[PROMPT]: Gather every line of the listing below that contains the word "concrete", and copy each such line in full.
------------------------------
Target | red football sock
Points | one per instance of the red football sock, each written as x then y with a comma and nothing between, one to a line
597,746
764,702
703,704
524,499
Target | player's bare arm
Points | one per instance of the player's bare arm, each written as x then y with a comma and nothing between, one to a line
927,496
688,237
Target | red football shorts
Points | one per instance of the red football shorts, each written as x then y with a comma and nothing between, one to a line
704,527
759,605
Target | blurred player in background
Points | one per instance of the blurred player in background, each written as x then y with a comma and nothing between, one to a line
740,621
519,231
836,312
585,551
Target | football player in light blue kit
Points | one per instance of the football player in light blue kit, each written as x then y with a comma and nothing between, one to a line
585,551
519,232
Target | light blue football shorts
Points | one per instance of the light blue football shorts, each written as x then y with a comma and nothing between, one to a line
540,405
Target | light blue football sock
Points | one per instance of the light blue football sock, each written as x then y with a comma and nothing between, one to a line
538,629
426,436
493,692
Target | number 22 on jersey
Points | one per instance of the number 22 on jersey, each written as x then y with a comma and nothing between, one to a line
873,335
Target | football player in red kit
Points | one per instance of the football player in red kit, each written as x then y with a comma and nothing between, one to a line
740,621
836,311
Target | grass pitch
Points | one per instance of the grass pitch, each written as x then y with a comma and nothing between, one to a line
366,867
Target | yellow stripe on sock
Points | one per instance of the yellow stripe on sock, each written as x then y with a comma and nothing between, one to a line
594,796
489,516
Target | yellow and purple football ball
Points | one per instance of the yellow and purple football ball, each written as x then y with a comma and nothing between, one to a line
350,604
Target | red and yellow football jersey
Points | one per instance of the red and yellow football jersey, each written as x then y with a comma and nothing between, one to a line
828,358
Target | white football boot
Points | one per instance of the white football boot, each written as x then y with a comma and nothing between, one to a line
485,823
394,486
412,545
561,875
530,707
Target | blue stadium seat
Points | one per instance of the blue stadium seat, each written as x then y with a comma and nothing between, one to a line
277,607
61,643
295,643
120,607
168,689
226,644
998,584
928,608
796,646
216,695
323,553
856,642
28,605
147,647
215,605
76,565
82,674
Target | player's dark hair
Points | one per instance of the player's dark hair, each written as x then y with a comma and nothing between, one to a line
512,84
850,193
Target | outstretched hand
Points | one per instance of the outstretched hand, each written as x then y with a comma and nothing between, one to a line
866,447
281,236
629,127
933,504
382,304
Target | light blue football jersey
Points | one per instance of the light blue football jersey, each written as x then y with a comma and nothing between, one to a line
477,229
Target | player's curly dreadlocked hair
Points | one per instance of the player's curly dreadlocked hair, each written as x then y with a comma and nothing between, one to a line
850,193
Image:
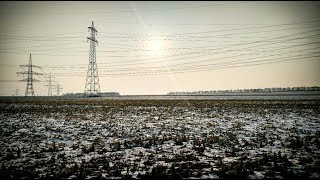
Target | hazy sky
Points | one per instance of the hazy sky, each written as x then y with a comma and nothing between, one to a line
159,47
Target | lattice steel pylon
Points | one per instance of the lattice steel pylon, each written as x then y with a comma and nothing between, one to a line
92,86
29,79
58,89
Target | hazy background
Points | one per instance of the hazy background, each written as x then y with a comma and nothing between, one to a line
159,47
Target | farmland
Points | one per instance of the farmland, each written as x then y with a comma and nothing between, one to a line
169,138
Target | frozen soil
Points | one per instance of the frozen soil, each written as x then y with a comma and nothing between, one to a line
88,139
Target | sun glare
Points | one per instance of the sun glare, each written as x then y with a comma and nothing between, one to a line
155,47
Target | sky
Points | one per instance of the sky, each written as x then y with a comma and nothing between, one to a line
157,47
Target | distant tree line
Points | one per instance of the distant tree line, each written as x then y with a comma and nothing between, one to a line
286,89
102,94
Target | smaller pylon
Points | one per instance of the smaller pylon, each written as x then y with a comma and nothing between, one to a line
16,92
29,79
58,89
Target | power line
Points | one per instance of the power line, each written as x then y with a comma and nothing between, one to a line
126,11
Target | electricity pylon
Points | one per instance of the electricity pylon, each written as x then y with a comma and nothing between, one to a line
49,85
92,86
30,73
16,92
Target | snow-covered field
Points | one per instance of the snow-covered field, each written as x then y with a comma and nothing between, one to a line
179,138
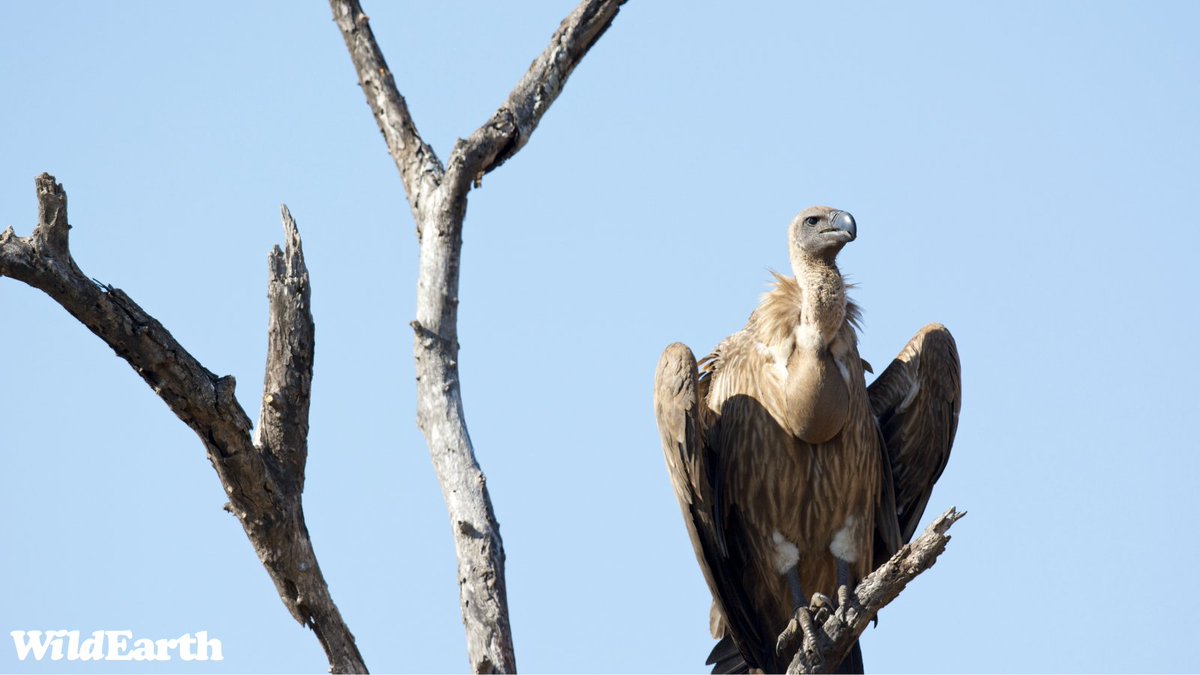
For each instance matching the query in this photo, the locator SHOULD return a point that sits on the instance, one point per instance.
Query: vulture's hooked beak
(843, 222)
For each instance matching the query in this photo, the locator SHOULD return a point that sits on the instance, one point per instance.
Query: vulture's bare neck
(822, 297)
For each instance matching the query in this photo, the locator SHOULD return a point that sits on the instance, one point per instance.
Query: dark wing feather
(693, 465)
(917, 400)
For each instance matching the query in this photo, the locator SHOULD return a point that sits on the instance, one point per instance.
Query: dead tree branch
(437, 197)
(262, 477)
(826, 638)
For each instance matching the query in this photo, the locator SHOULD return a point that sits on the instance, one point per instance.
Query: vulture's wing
(916, 400)
(693, 465)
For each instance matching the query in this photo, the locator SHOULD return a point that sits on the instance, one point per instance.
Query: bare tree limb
(263, 481)
(420, 169)
(514, 123)
(438, 201)
(826, 640)
(287, 387)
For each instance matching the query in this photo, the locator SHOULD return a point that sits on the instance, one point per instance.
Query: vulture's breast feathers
(799, 342)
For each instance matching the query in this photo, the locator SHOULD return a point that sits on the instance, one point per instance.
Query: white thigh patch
(845, 544)
(786, 553)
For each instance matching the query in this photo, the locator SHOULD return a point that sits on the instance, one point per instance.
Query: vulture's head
(820, 232)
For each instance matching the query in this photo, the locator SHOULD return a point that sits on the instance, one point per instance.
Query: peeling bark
(262, 477)
(437, 196)
(825, 638)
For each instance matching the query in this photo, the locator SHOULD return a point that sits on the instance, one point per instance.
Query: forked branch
(826, 640)
(437, 197)
(262, 477)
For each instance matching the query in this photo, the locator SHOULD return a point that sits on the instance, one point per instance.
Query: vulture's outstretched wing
(916, 400)
(683, 424)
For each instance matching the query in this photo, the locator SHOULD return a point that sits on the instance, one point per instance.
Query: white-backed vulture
(792, 475)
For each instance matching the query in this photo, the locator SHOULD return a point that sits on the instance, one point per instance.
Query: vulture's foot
(820, 603)
(849, 605)
(801, 633)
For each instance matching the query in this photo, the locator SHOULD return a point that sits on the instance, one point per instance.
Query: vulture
(793, 476)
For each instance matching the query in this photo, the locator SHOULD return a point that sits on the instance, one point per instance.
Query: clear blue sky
(1024, 172)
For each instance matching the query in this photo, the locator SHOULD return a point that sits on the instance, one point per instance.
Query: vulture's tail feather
(726, 658)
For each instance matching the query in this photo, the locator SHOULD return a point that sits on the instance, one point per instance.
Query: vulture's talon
(820, 601)
(801, 632)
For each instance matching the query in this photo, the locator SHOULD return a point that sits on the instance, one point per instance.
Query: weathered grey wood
(262, 479)
(437, 197)
(827, 639)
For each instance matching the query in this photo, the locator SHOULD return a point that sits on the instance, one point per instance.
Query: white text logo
(113, 645)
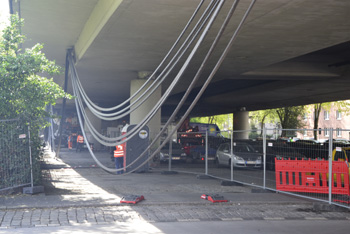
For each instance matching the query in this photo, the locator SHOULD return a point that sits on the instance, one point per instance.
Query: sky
(4, 13)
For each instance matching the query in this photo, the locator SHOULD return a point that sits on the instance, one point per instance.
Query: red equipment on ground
(132, 199)
(214, 198)
(311, 176)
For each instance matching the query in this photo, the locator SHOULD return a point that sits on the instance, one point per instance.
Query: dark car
(243, 156)
(177, 154)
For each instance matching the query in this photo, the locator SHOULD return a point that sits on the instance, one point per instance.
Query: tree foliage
(25, 91)
(223, 121)
(342, 106)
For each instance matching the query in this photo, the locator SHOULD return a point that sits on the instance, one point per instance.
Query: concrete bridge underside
(288, 53)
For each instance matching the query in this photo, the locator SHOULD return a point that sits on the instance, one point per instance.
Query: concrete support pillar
(241, 122)
(139, 114)
(97, 123)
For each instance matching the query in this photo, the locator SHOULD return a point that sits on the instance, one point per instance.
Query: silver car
(243, 156)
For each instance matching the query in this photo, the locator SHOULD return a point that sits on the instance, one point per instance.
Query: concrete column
(97, 123)
(241, 122)
(136, 116)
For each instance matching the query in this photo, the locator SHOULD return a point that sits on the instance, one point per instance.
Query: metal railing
(281, 160)
(15, 158)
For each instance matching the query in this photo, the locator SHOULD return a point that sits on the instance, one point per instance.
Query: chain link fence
(15, 170)
(281, 160)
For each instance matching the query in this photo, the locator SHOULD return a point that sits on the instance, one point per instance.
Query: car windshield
(174, 145)
(243, 148)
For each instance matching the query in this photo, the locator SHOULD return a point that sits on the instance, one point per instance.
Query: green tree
(223, 121)
(342, 106)
(25, 91)
(262, 116)
(289, 117)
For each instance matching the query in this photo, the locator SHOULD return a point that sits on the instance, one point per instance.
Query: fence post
(206, 152)
(231, 155)
(30, 159)
(264, 156)
(330, 159)
(170, 153)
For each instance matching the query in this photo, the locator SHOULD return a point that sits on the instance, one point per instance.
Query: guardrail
(298, 166)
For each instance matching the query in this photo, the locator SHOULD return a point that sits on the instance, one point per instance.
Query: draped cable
(156, 70)
(219, 62)
(136, 103)
(148, 117)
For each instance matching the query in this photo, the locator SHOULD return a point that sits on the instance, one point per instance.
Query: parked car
(177, 154)
(243, 156)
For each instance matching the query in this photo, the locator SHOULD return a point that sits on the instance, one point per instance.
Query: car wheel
(217, 162)
(270, 165)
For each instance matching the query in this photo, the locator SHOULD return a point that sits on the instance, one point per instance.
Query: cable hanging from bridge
(188, 90)
(148, 117)
(205, 85)
(140, 125)
(155, 71)
(136, 103)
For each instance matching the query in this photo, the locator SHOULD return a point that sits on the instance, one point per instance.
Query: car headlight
(237, 158)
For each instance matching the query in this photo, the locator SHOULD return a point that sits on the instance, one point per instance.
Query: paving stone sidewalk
(89, 196)
(19, 218)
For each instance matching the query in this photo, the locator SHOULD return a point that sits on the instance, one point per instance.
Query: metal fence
(15, 165)
(281, 160)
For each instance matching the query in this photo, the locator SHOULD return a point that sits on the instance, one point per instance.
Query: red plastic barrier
(311, 176)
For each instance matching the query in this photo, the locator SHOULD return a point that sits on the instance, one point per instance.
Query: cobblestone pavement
(19, 218)
(71, 196)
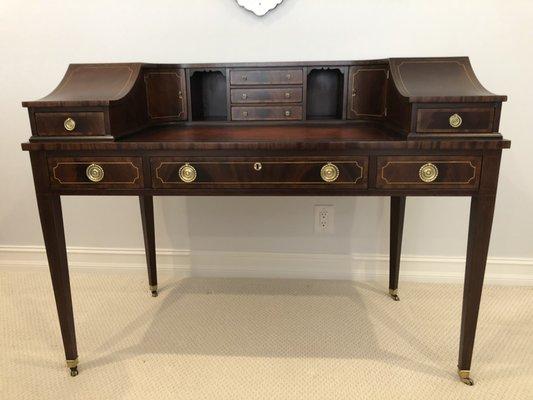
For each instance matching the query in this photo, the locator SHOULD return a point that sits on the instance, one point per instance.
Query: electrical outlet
(324, 219)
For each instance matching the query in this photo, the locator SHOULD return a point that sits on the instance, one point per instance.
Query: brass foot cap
(73, 363)
(464, 375)
(394, 294)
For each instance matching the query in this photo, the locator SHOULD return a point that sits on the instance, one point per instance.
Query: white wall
(38, 39)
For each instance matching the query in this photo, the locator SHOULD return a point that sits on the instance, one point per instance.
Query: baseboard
(507, 271)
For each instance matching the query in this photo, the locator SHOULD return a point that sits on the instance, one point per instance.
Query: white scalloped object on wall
(259, 7)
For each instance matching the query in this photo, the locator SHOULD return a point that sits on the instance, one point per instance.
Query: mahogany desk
(396, 128)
------------------------------
[RESULT OF THE TASK]:
Query: concrete bridge underside
Query: concrete support pillar
Query: concrete column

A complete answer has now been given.